[Data excerpts]
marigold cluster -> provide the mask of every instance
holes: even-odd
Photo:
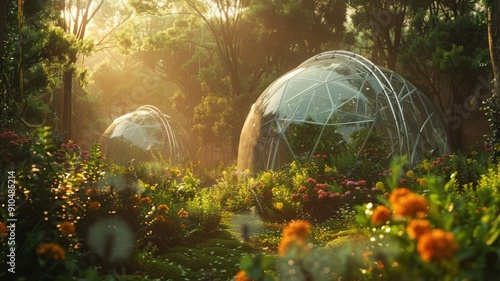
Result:
[[[57,243],[43,243],[36,249],[36,254],[40,257],[58,261],[66,258],[66,252]]]
[[[403,217],[424,217],[429,208],[424,196],[417,195],[406,187],[394,189],[389,202],[394,214]]]
[[[306,247],[306,240],[311,233],[311,225],[307,221],[290,222],[284,229],[281,237],[281,242],[278,247],[278,252],[281,256],[287,254],[290,248],[298,246],[299,248]]]
[[[458,249],[455,236],[442,229],[433,229],[418,239],[417,251],[424,261],[450,259]]]
[[[71,235],[75,233],[76,228],[72,222],[64,221],[59,225],[59,231],[64,235]]]

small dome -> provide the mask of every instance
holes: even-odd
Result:
[[[441,114],[400,75],[362,56],[331,51],[273,82],[253,104],[238,151],[240,170],[279,169],[317,154],[449,152]]]
[[[132,159],[179,163],[188,158],[187,133],[158,108],[145,105],[116,118],[102,135],[108,159],[125,164]]]

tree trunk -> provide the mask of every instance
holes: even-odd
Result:
[[[490,47],[491,65],[493,67],[493,96],[500,104],[500,3],[491,1],[488,12],[488,41]]]
[[[63,74],[63,132],[64,140],[71,140],[73,137],[73,65],[76,63],[76,54],[69,54],[70,62],[66,66]]]

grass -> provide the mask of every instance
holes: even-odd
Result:
[[[246,225],[248,233],[242,234]],[[251,212],[224,213],[220,228],[202,242],[177,246],[168,253],[154,256],[146,253],[140,259],[140,280],[234,280],[244,256],[266,253],[274,255],[284,224],[262,222]],[[311,236],[319,245],[342,243],[351,233],[338,220],[312,227]]]

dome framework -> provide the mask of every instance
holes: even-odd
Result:
[[[172,118],[144,105],[116,118],[101,141],[108,159],[128,163],[153,159],[180,163],[189,155],[187,133]]]
[[[316,55],[273,82],[253,104],[238,150],[240,170],[279,169],[317,154],[411,164],[449,152],[441,114],[397,73],[347,51]]]

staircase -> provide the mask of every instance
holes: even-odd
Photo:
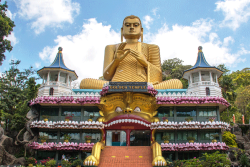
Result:
[[[150,146],[106,146],[98,167],[152,167]]]

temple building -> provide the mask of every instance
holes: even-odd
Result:
[[[113,155],[112,147],[121,148],[119,154],[123,148],[132,152],[140,147],[138,161],[166,166],[168,161],[228,149],[221,135],[230,129],[220,121],[220,112],[230,105],[218,84],[222,71],[207,63],[201,47],[195,65],[183,72],[187,89],[157,90],[147,82],[107,82],[102,89],[72,89],[71,82],[78,77],[66,67],[62,48],[54,62],[37,73],[43,81],[30,107],[39,112],[31,128],[40,138],[30,147],[38,160],[51,157],[60,163],[65,155],[86,159],[86,166],[104,166],[104,159],[119,157]]]

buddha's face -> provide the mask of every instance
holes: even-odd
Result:
[[[141,36],[141,24],[137,18],[127,18],[123,22],[123,36],[125,39],[139,39]]]

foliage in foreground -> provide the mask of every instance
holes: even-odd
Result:
[[[225,131],[222,135],[222,141],[229,147],[238,147],[235,140],[236,136],[229,131]]]
[[[0,1],[1,2],[1,1]],[[0,3],[0,65],[2,65],[3,60],[5,59],[5,51],[9,52],[12,50],[10,40],[7,40],[5,37],[11,34],[13,27],[15,27],[14,22],[6,15],[8,5],[7,2],[4,4]]]
[[[174,161],[174,167],[224,167],[225,165],[231,165],[231,161],[227,157],[227,154],[222,154],[219,151],[208,154],[205,153],[202,157],[190,160],[177,160]]]
[[[0,76],[0,117],[5,122],[5,130],[13,132],[24,127],[29,111],[28,101],[36,97],[38,87],[35,70],[32,67],[21,71],[20,61],[12,61],[11,67]]]

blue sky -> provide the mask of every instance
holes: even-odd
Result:
[[[3,3],[3,2],[2,2]],[[104,49],[120,42],[124,17],[142,20],[144,42],[157,44],[161,60],[178,57],[194,65],[203,46],[210,65],[232,70],[250,67],[250,0],[7,0],[7,15],[16,27],[8,37],[0,72],[11,59],[20,68],[40,69],[54,60],[58,47],[64,61],[83,78],[102,76]]]

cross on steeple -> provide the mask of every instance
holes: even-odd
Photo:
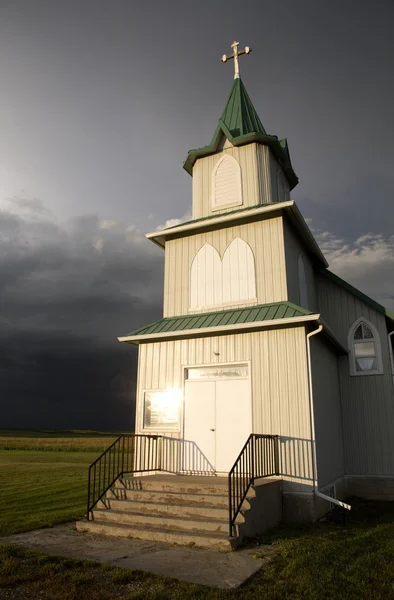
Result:
[[[233,53],[232,54],[223,54],[223,56],[221,58],[222,62],[226,62],[227,60],[230,60],[230,58],[234,59],[234,79],[239,79],[238,56],[242,56],[242,54],[249,54],[249,52],[252,52],[252,48],[250,48],[249,46],[245,46],[244,50],[240,50],[238,52],[238,46],[239,46],[239,42],[233,42],[231,44],[231,48],[233,48]]]

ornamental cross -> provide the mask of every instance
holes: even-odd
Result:
[[[239,79],[239,64],[238,64],[238,56],[242,56],[242,54],[249,54],[252,52],[252,48],[249,46],[245,46],[245,50],[238,51],[239,42],[233,42],[231,44],[231,48],[233,48],[232,54],[223,54],[222,62],[226,62],[230,60],[230,58],[234,59],[234,79]]]

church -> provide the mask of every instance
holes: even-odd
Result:
[[[394,499],[394,314],[328,269],[291,200],[287,140],[239,76],[250,48],[232,48],[213,138],[183,165],[192,220],[147,234],[165,253],[163,318],[118,339],[139,350],[135,433],[166,448],[147,472],[246,477],[230,521],[270,476],[280,518],[314,521],[354,495]]]

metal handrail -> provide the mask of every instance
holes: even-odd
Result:
[[[89,467],[86,518],[125,473],[170,470],[162,464],[160,435],[120,435]],[[163,466],[167,468],[163,469]]]
[[[279,475],[279,436],[251,433],[228,474],[230,537],[250,486],[274,475]]]

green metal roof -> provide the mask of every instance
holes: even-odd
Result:
[[[252,306],[251,308],[167,317],[155,321],[150,325],[146,325],[145,327],[141,327],[141,329],[137,329],[137,331],[128,333],[124,337],[163,334],[173,331],[203,329],[206,327],[223,327],[226,325],[256,323],[276,319],[290,319],[294,317],[305,317],[311,314],[310,311],[305,310],[292,302],[275,302],[273,304],[259,304],[257,306]]]
[[[239,137],[240,135],[247,135],[249,133],[263,133],[264,135],[267,135],[240,78],[234,79],[230,96],[220,120],[231,132],[233,137]],[[215,135],[211,143],[214,141]]]
[[[283,168],[290,189],[297,185],[298,177],[291,165],[287,140],[279,140],[276,135],[267,134],[241,78],[234,79],[230,96],[211,143],[203,148],[189,151],[183,168],[190,175],[192,175],[193,165],[198,158],[217,152],[221,134],[224,134],[234,146],[242,146],[252,142],[269,146]]]

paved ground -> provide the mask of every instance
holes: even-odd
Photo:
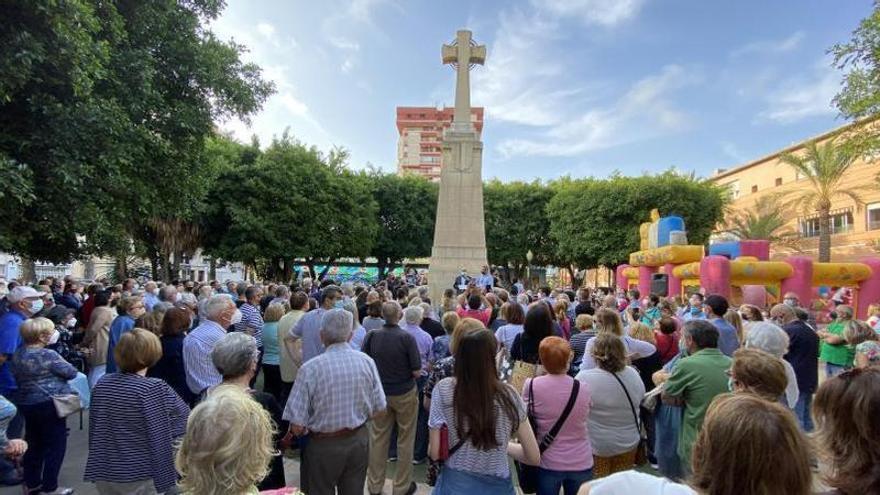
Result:
[[[76,489],[79,495],[93,495],[98,492],[94,485],[85,483],[82,480],[83,471],[86,467],[86,457],[88,455],[88,413],[83,416],[83,429],[79,429],[79,417],[74,415],[67,421],[70,428],[70,436],[67,439],[67,455],[64,457],[64,465],[61,468],[60,483],[61,486],[69,486]],[[394,475],[394,463],[389,463],[388,475]],[[284,471],[286,473],[288,486],[299,486],[299,461],[293,458],[284,459]],[[424,484],[425,466],[415,466],[414,478],[419,485],[418,494],[431,493],[431,488]],[[2,487],[0,495],[21,495],[21,486]],[[366,493],[366,491],[365,491]],[[390,480],[386,482],[385,493],[391,493]]]

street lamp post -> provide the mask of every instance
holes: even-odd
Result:
[[[526,265],[526,277],[528,278],[530,289],[532,288],[532,259],[534,257],[535,255],[532,253],[532,250],[529,249],[526,253],[526,261],[528,262],[528,265]]]

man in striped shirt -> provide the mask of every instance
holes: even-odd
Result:
[[[245,332],[257,341],[257,349],[263,348],[263,315],[260,314],[260,298],[263,297],[262,289],[248,287],[244,291],[245,303],[241,310],[241,321],[235,324],[236,332]]]
[[[226,294],[212,296],[205,306],[202,322],[183,340],[183,365],[186,385],[194,394],[223,381],[211,361],[214,344],[226,335],[226,329],[241,321],[241,311]]]

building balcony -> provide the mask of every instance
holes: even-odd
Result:
[[[880,223],[880,222],[878,222],[878,223]],[[875,228],[880,229],[880,225],[878,225],[878,226],[875,227]],[[832,226],[830,230],[831,230],[831,235],[837,235],[837,234],[849,234],[850,232],[853,231],[853,226],[852,226],[852,225],[838,225],[838,226]],[[818,229],[816,229],[816,230],[809,230],[809,231],[806,231],[806,232],[801,231],[801,237],[804,238],[804,239],[809,239],[809,238],[812,238],[812,237],[819,237],[819,230],[818,230]]]

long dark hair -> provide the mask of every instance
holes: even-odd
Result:
[[[537,342],[540,342],[544,337],[553,335],[553,317],[550,315],[550,306],[546,302],[536,302],[529,307],[526,321],[523,324],[523,333]]]
[[[489,330],[463,335],[455,350],[455,394],[452,408],[458,438],[467,435],[474,447],[499,447],[495,435],[495,404],[518,427],[513,390],[498,379],[495,369],[495,336]]]

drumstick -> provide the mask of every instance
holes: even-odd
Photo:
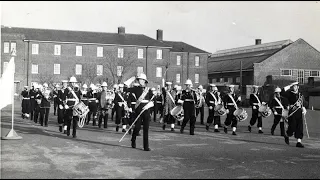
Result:
[[[306,118],[306,114],[303,114],[303,119],[304,119],[304,123],[305,123],[305,125],[306,125],[306,130],[307,130],[308,138],[310,138],[310,136],[309,136],[309,131],[308,131],[308,125],[307,125],[307,118]]]

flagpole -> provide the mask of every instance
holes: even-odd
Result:
[[[12,60],[13,60],[13,73],[12,73],[12,76],[13,76],[13,84],[12,84],[12,109],[11,109],[11,113],[12,113],[12,116],[11,116],[11,130],[9,131],[9,133],[5,136],[5,137],[2,137],[1,139],[4,139],[4,140],[13,140],[13,139],[22,139],[21,136],[19,136],[13,129],[13,119],[14,119],[14,73],[15,73],[15,62],[14,62],[14,57],[16,56],[16,53],[15,53],[15,50],[12,51]]]

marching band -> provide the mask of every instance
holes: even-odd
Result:
[[[69,84],[68,84],[69,83]],[[220,132],[221,117],[226,116],[224,133],[228,133],[228,127],[232,127],[232,135],[237,135],[236,129],[239,122],[247,119],[248,114],[244,108],[239,107],[241,96],[235,93],[234,85],[229,85],[229,92],[219,92],[215,84],[209,84],[208,90],[204,91],[200,85],[197,90],[192,89],[192,81],[187,79],[185,89],[172,82],[166,82],[165,87],[147,87],[148,80],[145,74],[132,77],[123,84],[113,85],[108,89],[108,84],[86,84],[80,89],[74,76],[69,81],[63,80],[62,87],[59,84],[50,90],[47,83],[43,85],[33,83],[31,89],[25,86],[22,96],[22,118],[29,118],[41,126],[48,126],[48,117],[51,102],[54,103],[54,115],[57,115],[59,132],[76,138],[77,126],[82,128],[88,125],[91,118],[93,126],[108,128],[108,117],[111,113],[116,114],[116,131],[119,131],[122,123],[122,132],[131,134],[131,147],[136,148],[136,138],[140,135],[143,125],[143,148],[150,151],[149,147],[149,123],[153,113],[154,122],[160,114],[162,129],[170,125],[171,131],[175,131],[175,125],[180,127],[180,133],[184,133],[187,123],[190,123],[190,135],[195,134],[195,122],[200,114],[200,124],[204,124],[204,108],[208,108],[208,117],[205,129],[209,131],[213,124],[214,132]],[[289,89],[292,89],[289,91]],[[263,102],[259,93],[259,86],[253,86],[249,104],[252,107],[252,116],[248,131],[256,124],[259,133],[262,131],[263,118],[274,114],[271,127],[271,135],[280,123],[281,136],[285,143],[289,144],[289,137],[297,139],[296,147],[303,148],[303,120],[306,114],[305,99],[299,92],[298,83],[292,83],[283,89],[277,87],[274,96],[269,102]],[[270,107],[269,107],[270,106]],[[102,121],[103,120],[103,121]],[[287,125],[287,128],[286,126]],[[132,132],[133,130],[133,132]]]

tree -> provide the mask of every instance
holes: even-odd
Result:
[[[35,79],[38,79],[38,83],[39,84],[47,83],[49,87],[50,86],[53,87],[54,83],[56,81],[55,75],[51,71],[48,71],[46,66],[43,67],[43,69],[41,71],[44,71],[44,72],[36,74],[35,75],[36,76]]]

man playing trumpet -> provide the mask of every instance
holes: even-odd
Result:
[[[277,125],[280,122],[281,136],[285,136],[285,132],[284,132],[285,117],[283,117],[282,114],[284,111],[289,110],[289,106],[288,106],[288,100],[283,96],[281,96],[280,93],[281,93],[281,89],[277,87],[274,90],[274,98],[271,101],[271,109],[274,114],[274,121],[271,127],[271,134],[274,135],[274,130],[276,129]]]
[[[218,94],[218,88],[214,84],[209,85],[209,91],[206,95],[206,103],[209,107],[209,116],[207,118],[206,130],[209,131],[210,125],[214,124],[214,132],[220,132],[218,129],[220,116],[215,113],[215,107],[222,103],[222,100]]]
[[[164,108],[163,108],[163,125],[162,129],[166,129],[166,123],[171,125],[171,131],[174,131],[175,118],[171,114],[171,110],[175,107],[176,92],[172,89],[172,83],[166,82],[166,91],[163,94]]]
[[[253,86],[253,92],[250,94],[250,106],[252,106],[252,117],[250,120],[250,124],[248,126],[248,131],[251,132],[252,126],[257,122],[258,119],[258,128],[259,133],[262,134],[262,116],[259,113],[259,107],[261,106],[261,97],[258,94],[259,86]],[[264,103],[264,102],[262,102]]]

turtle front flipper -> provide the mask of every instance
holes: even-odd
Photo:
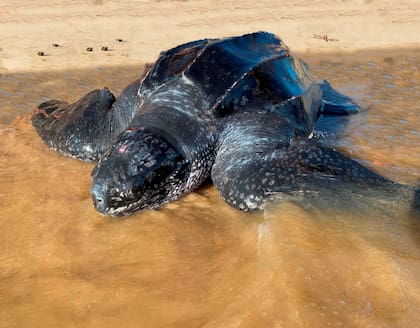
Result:
[[[63,155],[96,161],[136,112],[140,81],[130,84],[116,100],[108,88],[89,92],[73,104],[49,100],[32,114],[42,140]]]
[[[250,211],[279,199],[302,204],[332,200],[341,206],[353,196],[411,197],[411,187],[387,180],[336,150],[292,134],[279,138],[281,131],[291,130],[288,122],[260,116],[241,117],[221,135],[212,180],[231,206]]]

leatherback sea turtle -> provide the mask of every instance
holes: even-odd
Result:
[[[156,208],[210,175],[227,203],[253,210],[340,183],[396,185],[310,139],[321,113],[357,110],[258,32],[162,52],[119,98],[104,88],[50,100],[32,123],[54,150],[99,160],[92,198],[104,214]]]

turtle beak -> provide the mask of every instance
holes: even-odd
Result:
[[[159,133],[128,130],[92,172],[93,204],[111,216],[153,209],[180,197],[189,175],[189,162]]]
[[[91,195],[95,209],[102,214],[106,214],[108,205],[104,188],[102,188],[100,185],[94,185],[92,187]]]

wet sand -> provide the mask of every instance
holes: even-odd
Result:
[[[368,107],[331,144],[407,183],[420,177],[413,53],[309,60],[316,76]],[[97,81],[121,90],[137,69],[12,74],[22,94],[8,94],[19,108],[48,90],[74,100]],[[93,209],[92,164],[49,150],[28,116],[0,134],[1,325],[420,324],[420,218],[408,200],[355,206],[337,195],[350,211],[286,203],[246,214],[207,185],[161,210],[113,220]]]
[[[345,1],[338,9],[327,1],[315,10],[331,16],[325,26],[306,1],[296,2],[294,12],[283,10],[281,15],[295,16],[280,23],[261,23],[267,10],[282,9],[268,2],[254,5],[255,10],[238,2],[242,9],[230,11],[219,2],[207,11],[201,1],[136,3],[136,9],[147,4],[149,11],[132,16],[107,1],[67,7],[61,1],[36,3],[39,9],[17,1],[4,6],[0,16],[5,22],[0,29],[8,33],[0,52],[1,327],[420,326],[420,218],[410,199],[384,203],[347,199],[343,193],[334,198],[336,207],[283,203],[247,214],[223,203],[208,184],[163,209],[113,220],[93,209],[93,165],[50,151],[28,115],[16,119],[50,98],[74,101],[104,85],[118,94],[158,51],[180,42],[270,29],[297,48],[316,78],[327,78],[367,109],[328,142],[388,178],[419,184],[420,49],[404,48],[418,30],[412,30],[418,22],[410,20],[416,11],[408,10],[413,2],[391,12],[391,2]],[[196,18],[184,17],[185,8]],[[172,21],[164,20],[163,9],[175,12]],[[345,45],[363,29],[357,22],[370,18],[379,28],[379,13],[386,10],[394,20],[404,18],[391,24],[401,38],[388,33],[389,40],[375,39],[381,34],[373,29],[360,48],[347,52]],[[240,23],[222,25],[228,13]],[[131,29],[117,35],[106,24],[122,16]],[[140,27],[160,17],[155,33],[142,38],[132,29],[138,16],[144,18]],[[334,18],[350,19],[353,31],[330,30]],[[390,28],[385,18],[382,27]],[[68,31],[66,24],[87,31]],[[90,29],[95,24],[96,33]],[[31,40],[28,46],[24,37],[12,40],[22,31]],[[287,34],[292,32],[301,34],[301,45],[296,35]],[[118,37],[128,42],[115,41]],[[51,47],[52,42],[63,47]],[[101,45],[113,51],[85,52]],[[49,56],[34,55],[45,49]]]

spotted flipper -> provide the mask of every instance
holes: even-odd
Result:
[[[96,161],[134,116],[139,85],[140,80],[130,84],[117,100],[108,88],[91,91],[73,104],[49,100],[35,109],[32,124],[50,148]]]
[[[239,121],[227,126],[212,170],[216,188],[237,209],[261,209],[271,200],[308,199],[350,189],[364,192],[375,187],[396,194],[401,187],[311,139],[273,137],[287,129],[287,122],[276,122],[275,117],[250,120],[254,126],[246,118],[241,118],[242,126]]]

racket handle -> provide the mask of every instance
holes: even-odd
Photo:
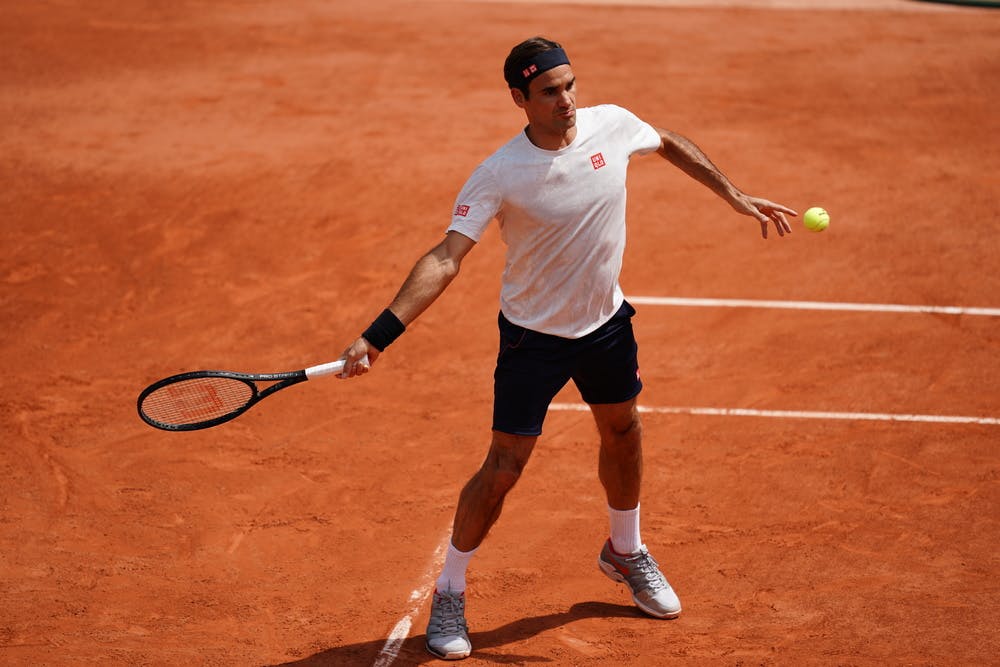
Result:
[[[368,363],[368,355],[366,354],[361,360],[365,364]],[[320,364],[318,366],[310,366],[306,369],[306,377],[308,379],[313,379],[317,377],[322,377],[323,375],[333,375],[334,373],[340,373],[344,370],[344,359],[337,359],[336,361],[331,361],[328,364]]]

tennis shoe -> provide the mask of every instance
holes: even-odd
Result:
[[[615,553],[611,540],[608,540],[601,549],[597,564],[609,579],[626,584],[632,591],[636,606],[650,616],[680,616],[681,601],[660,572],[657,562],[649,555],[645,544],[637,552],[623,556]]]
[[[461,660],[472,652],[465,622],[465,593],[434,591],[427,623],[427,650],[442,660]]]

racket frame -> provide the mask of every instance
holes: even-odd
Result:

* WHAT TO WORK ON: The answer should consist only of the number of lines above in which "metal" appears.

* EXERCISE OUTPUT: 2